### TEXT PASSAGE
• • • •

The Long Road To Flin Flon: The First Conservatory
- Megan Routledge

- 18 minutes ago
- 10 min read

Introduction by Megan Routledge | The Sound Cafe Journal
In every life story there is a moment when the road first begins to reveal itself , not yet as destiny, but as possibility. The chapter you are about to read from The Long Road to Flin Flon captures one of those moments in the life of Stevie Connor.
Long before the global reach of Blues & Roots Radio, before the interviews, the writing, the music, and the international community he would help build, there was a young boy in Edinburgh with a football at his feet and a horizon that stretched far beyond the neighbourhood streets. Like many Scottish boys of the era, Stevie’s earliest education came not in a classroom, but on muddy pitches, under grey skies, where discipline, loyalty, and resilience were learned in real time.
This chapter is not simply about football. It is about formation.
Connor’s journey through Tall Oaks Boys Club, Salvesen Boys Club, and Edina Hibs places him within a remarkable generation of Scottish youth football, one that produced future legends such as John Robertson and Keith Wright. Yet the power of this narrative lies not in name-dropping or nostalgia, but in the texture of memory: the red jerseys that felt like armour, the quiet authority of seasoned professionals, the ritual of training until dusk erased the ball from sight.
There are cinematic moments here, signing professional forms with Berwick Rangers on the same day George Best stepped onto the pitch, the surreal gravity of a teenage dressing room filled with hardened professionals, and the tantalizing fork in the road when Notts County opened a potential path into English Division One. For many athletes, that crossroads defines a life.
For Connor, it illuminated something deeper.
What makes this chapter particularly compelling is the quiet revelation that the disciplines learned on those Scottish pitches would later echo in a completely different arena. The repetition, the respect for craft, the willingness to show up when no one is watching, these are the same principles that later shaped his musical life and his work as a cultural storyteller.

• • • •

### MATERIAL PROVIDED
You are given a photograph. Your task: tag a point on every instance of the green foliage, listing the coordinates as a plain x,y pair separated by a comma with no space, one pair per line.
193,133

• • • •

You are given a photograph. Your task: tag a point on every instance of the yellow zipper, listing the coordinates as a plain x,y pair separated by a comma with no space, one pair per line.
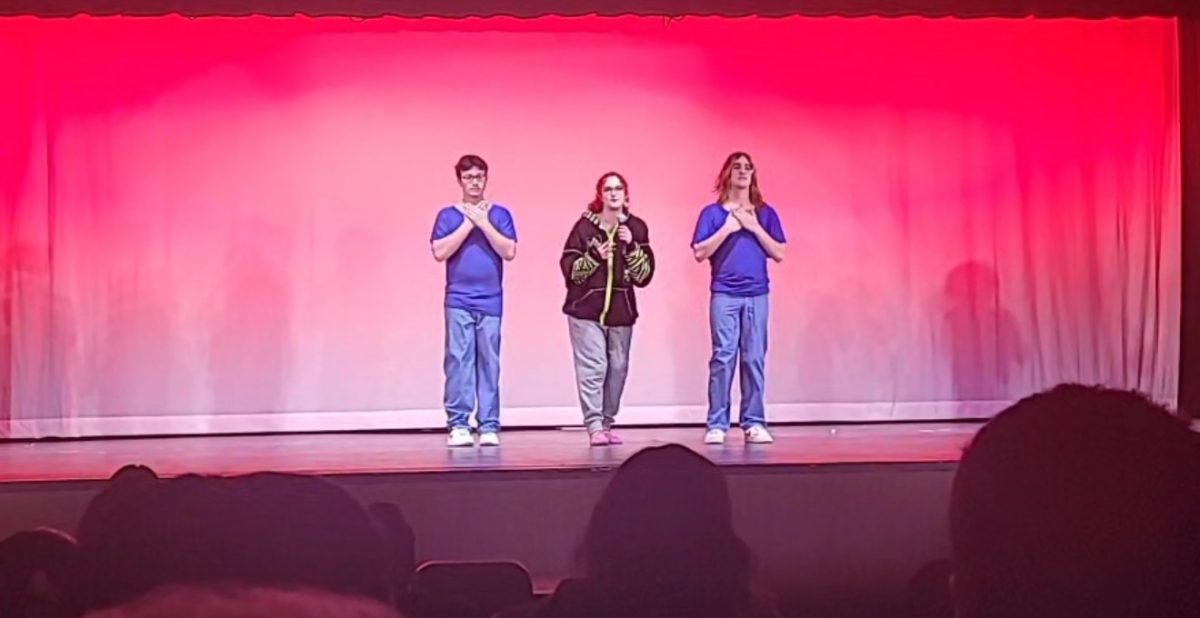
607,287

• • • •

### TASK BRIEF
According to the introduction about Stevie Connor's youth football, which club did he sign professional forms with? The material is unrelated to the text.

### RESULT OF THIS EXERCISE
Berwick Rangers.